* Goal
Please continue the court passage on Beatty's Apprendi sentencing claim, starting after its final sentence.

* Document passage
Even if Jones and Apprendi can be retroactively applied on initial collateral review, compare United States v. Moore, 198 F.R.D. 39, 40-41 (N.D.N.Y.2000), and Talbott v. State of Indiana, 226 F.3d 866, 869 (7th Cir.2000), with Parise v. United States, 117 F.Supp.2d 204, 207-08 (D.Conn. 2000), Beatty's sentencing arguments are foreclosed by the recent decision of the United States Court of Appeals for the Second Circuit in United States v. White, 240 F.3d 127 (2d Cir.2001). In White, defendant Luis Noel Cruz argued that his sentence violated his right to due process pursuant to Apprendi because at his trial, as here, the drug quantity was not included as an element of the offense charged to the jury. 240 F.3d at 134. Rather, it had been stipulated to by the parties prior to trial. Id. The court held that because Cruz entered into the stipulation, and did not object to the failure to include drug quantity in the elements of the offense charged to the jury, any error was harmless. Id. at 134-35.

Beatty, like Cruz, stipulated at trial to the weight and the admissibility of the drugs he was charged with possessing with intent to distribute and, like Cruz, did not object to the failure to include drug quantity in the elements of the offense charged to the jury. Accordingly, any error was harmless. Moreover, Beatty's sentence of 14 years is less that the 20-year statutory maximum sentence pursuant to 21 U.S.C. § 841(b)(1)(C) for possession with intent to distribute an indeterminate amount of drugs. Thus, his sentence was not imposed in violation of his due process rights pursuant to Apprendi, because Apprendi does not control "where, as here, factual determinations were used to sentence the defendant to a sentence within the maximum allowed by statute." White, 240 F.3d at 136.

* Supplied information
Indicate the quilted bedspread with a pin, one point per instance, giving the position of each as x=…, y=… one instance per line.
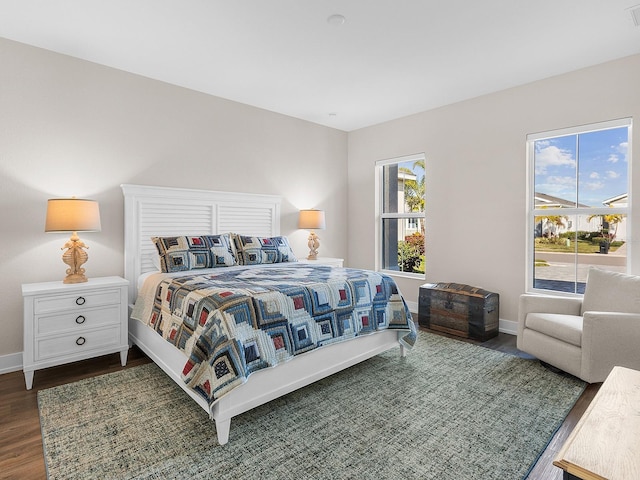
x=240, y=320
...
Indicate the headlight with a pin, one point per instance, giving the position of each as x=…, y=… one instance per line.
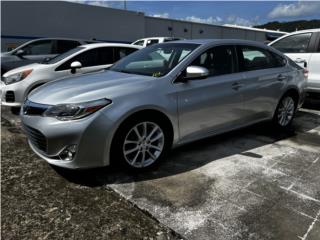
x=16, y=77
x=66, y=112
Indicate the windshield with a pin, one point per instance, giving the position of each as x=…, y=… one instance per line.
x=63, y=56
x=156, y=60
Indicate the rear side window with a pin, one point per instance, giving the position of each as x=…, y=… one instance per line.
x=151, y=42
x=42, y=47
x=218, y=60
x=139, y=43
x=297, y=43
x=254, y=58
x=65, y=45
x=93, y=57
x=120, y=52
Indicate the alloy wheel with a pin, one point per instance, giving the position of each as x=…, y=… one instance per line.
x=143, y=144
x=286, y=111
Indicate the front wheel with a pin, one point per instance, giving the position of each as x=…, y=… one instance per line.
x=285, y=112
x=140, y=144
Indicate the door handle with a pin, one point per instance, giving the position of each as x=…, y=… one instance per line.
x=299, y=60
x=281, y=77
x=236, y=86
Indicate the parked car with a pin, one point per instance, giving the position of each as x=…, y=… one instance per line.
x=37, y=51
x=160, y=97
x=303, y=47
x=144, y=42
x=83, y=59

* Result for this exercise
B. Ineffective Assistance of Counsel Claim

At the outset, it is worth noting that Beatty raised on appeal the issue of ineffective assistance of counsel due to a conflict of interest, and the Second Circuit, without discussing the claim, held that it "carefully considered Beatty's remaining arguments and [found] them to be without merit." Griffen, 1999 WL 972675, at *3. Even so, "[a] defendant is generally permitted to raise an ineffective assistance claim in a collateral attack." Amiel v. United States, 209 F.3d 195, 198 (2d Cir. 2000) (quoting Billy-Eko v. United States, 8 F.3d 111, 114 (2d Cir.1993)); Hurtado v. United States, 2000 WL 890189, at *2 (S.D.N.Y. July 5, 2000). However, "if the defendant had new counsel on direct appeal and the claim is based solely on the record developed at trial" the claim is more appropriately considered on direct appeal, rather than in a petition pursuant to 28 U.S.C. § 2255. See Amiel, 209 F.3d at 198 (citing Billy-Eko, 8 F.3d at 115-16); Hurtado, 2000 WL 890189, at *2. Because Beatty's claim of ineffective assistance includes facts outside the trial record, although included in subsequent hearings, the Court will consider the claim on this petition despite the Second Circuit's ruling on his direct appeal.

The right to conflict-free representation is inherent in the Sixth Amendment right to counsel. Armienti v. United States, 234 F.3d 820, 823 (2d Cir.2000). Thus, a defendant's Sixth...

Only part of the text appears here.